### EXERCISE REQUIREMENTS
Copy out the records in full, word for word, without pictures.

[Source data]
·····

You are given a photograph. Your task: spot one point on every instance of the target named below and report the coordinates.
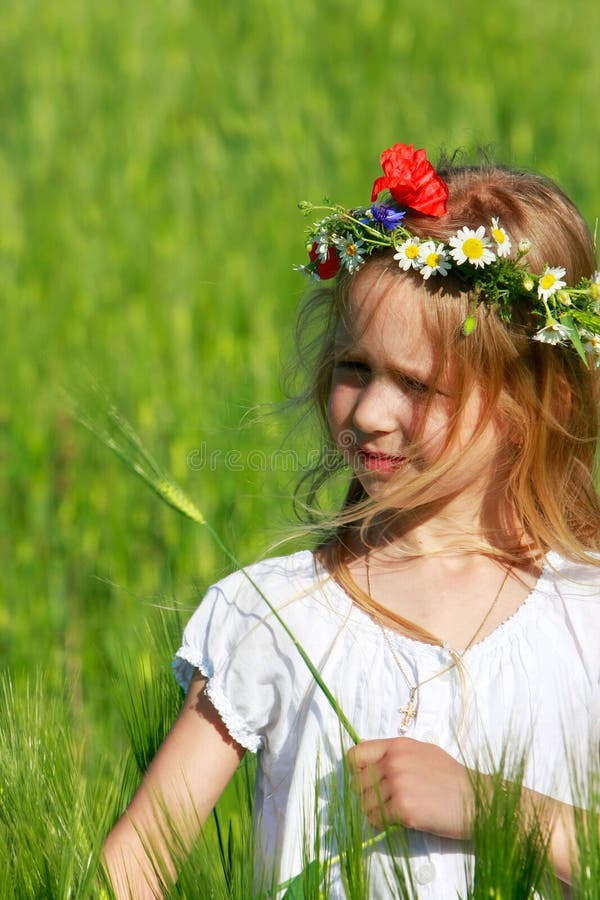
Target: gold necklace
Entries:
(409, 712)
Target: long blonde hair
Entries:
(546, 393)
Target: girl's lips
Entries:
(379, 462)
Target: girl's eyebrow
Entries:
(341, 346)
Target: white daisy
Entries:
(471, 246)
(555, 333)
(503, 243)
(591, 344)
(434, 260)
(408, 255)
(595, 287)
(550, 282)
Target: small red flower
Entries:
(411, 180)
(330, 267)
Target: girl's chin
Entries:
(373, 464)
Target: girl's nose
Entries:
(376, 409)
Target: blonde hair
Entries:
(550, 399)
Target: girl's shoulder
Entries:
(292, 572)
(574, 580)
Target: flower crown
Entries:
(480, 258)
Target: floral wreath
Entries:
(479, 257)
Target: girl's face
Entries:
(392, 403)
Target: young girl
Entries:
(454, 608)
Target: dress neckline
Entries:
(376, 629)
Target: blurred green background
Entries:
(151, 158)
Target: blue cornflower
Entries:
(387, 216)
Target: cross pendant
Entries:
(410, 711)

·····

### ANSWER AREA
You are given a photograph. Your task: spot one point on every instance of the target named below and report the coordinates.
Target: gold necklace
Entries:
(409, 712)
Target: long blonde hair
Entries:
(546, 393)
Target: girl's lips
Entries:
(379, 462)
Target: girl's eyebrow
Entries:
(341, 346)
Target: white daisy
Entries:
(471, 246)
(555, 333)
(503, 243)
(591, 344)
(434, 260)
(408, 255)
(595, 287)
(550, 282)
Target: small red flower
Entries:
(411, 180)
(330, 267)
Target: girl's chin
Entries:
(373, 464)
Target: girl's nose
Entries:
(376, 409)
Target: blonde hair
Entries:
(550, 399)
Target: girl's shoulder
Entries:
(292, 572)
(574, 580)
Target: flower crown
Entries:
(480, 258)
Target: floral wreath
Entries:
(479, 257)
Target: girl's face
Entries:
(392, 403)
Target: young girl
Entries:
(454, 608)
Target: dress neckline
Entries:
(376, 629)
Target: blurred green background
Entries:
(151, 158)
Target: blue cornflower
Entries:
(387, 216)
Target: cross pendant
Entries:
(410, 711)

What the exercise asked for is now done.